Publié le 23 juillet 2018 par : M. Bernalicis, Mme Autain, M. Coquerel, M. Corbière, Mme Fiat, M. Lachaud, M. Larive, M. Mélenchon, Mme Obono, Mme Panot, M. Prud'homme, M. Quatennens, M. Ratenon, Mme Ressiguier, Mme Rubin, M. Ruffin, Mme Taurine, M. El Guerrab.
À l'alinéa 5, après le mot :
« européenne »,
insérer les mots :
« , sous la condition de réciprocité d'incrimination et d'un même quantum minimal de peine, ».
Par cet amendement de repli, nous proposons deux éléments distincts :
1) Conditionner la reconnaissance de condamnations dans les autres États de l'Union européenne ne peut se faire que sous condition de réciprocité d'incrimination (le même crime doit exister en droit français, et pas uniquement dans le droit de cet autre État) et d'un même quantum minimal de peine (le crime doit être puni de la même manière en France et dans cet autre État) ; Ceci est bien un amendement de repli, car que penser du fait que la Pologne fait actuellement l'objet, depuis décembre 2017 d'une procédure d'infraction lancée par le Commission européenne pour “risque clair d'une violation grave de l'État de droit en Pologne » ? Il en est de même pour la Hongrie actuellement ! Comment peut-on poser pour principe que la France reconnaîtrait nécessairement les condamnations pénales dans d'autres États de l'Union européenne alors que ceux-ci, à l'instar de la Hongrie et de la Pologne mettent en cause l'indépendance de leur propre justice ?

________________

→ Exercice bref A
D'après l'amendement ci-dessus, depuis quand la Pologne fait-elle l'objet d'une procédure d'infraction lancée par la Commission européenne ?
→ Exercice bref B
Poursuivez l'amendement sur la reconnaissance des condamnations pénales à partir de sa dernière phrase.

→ Items
________________

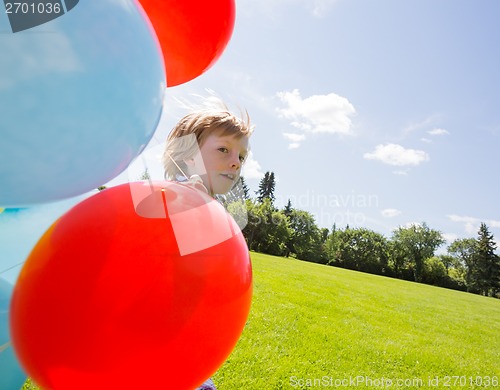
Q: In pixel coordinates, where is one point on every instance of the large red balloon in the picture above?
(138, 287)
(192, 34)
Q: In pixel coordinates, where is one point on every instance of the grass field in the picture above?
(318, 326)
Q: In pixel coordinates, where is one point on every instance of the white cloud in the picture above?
(393, 154)
(417, 126)
(438, 131)
(390, 213)
(449, 237)
(317, 113)
(317, 8)
(252, 169)
(471, 224)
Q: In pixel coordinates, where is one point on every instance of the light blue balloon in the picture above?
(12, 376)
(21, 229)
(80, 97)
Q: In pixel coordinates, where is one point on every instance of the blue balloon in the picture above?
(12, 376)
(80, 97)
(20, 230)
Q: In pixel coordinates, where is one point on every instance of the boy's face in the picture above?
(219, 161)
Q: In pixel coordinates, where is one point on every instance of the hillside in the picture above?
(319, 326)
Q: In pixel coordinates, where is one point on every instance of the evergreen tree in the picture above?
(244, 187)
(417, 243)
(266, 187)
(487, 275)
(288, 208)
(464, 250)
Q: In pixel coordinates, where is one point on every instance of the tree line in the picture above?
(470, 264)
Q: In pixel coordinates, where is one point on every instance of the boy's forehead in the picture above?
(232, 138)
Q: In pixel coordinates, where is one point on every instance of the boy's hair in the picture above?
(189, 134)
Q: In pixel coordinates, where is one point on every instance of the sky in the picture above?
(374, 114)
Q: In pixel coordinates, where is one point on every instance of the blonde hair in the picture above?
(189, 134)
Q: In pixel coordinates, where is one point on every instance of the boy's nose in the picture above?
(235, 162)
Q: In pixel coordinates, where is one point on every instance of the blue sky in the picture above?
(375, 114)
(372, 114)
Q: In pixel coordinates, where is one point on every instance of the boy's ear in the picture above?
(189, 162)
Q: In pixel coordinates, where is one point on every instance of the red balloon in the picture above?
(138, 287)
(192, 34)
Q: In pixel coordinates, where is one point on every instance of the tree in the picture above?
(288, 208)
(464, 250)
(266, 187)
(268, 229)
(306, 238)
(487, 263)
(417, 243)
(359, 249)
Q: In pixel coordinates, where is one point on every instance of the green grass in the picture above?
(310, 321)
(313, 322)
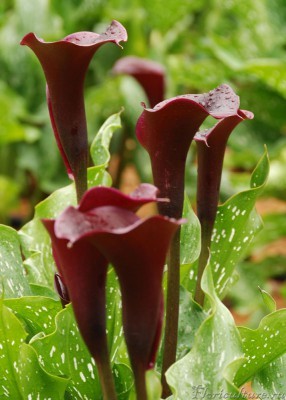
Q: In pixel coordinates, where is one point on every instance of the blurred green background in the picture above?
(201, 44)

________________

→ Corrigé A
Depuis décembre 2017.

→ Corrigé B
2) Supprimer le fait que la France puisse reconnaître les condamnations d'États hors Union européenne - qui serait donc fixée par le Gouvernement par Décret - en appréciant l'application du droit “dans le cadre d'un régime démocratique et des circonstances politiques générales”. Ceci est extrêmement vague, et le contenu de cette liste peut être extrêmement vague. Qu'est ce qui interdirait au Gouvernement d'y inclure la Turquie, l'Egypte, le Bangladesh qui sont sur la forme seulement des régimes démocratiques, parcourus par des crises politico-civiles extrêmement violentes ?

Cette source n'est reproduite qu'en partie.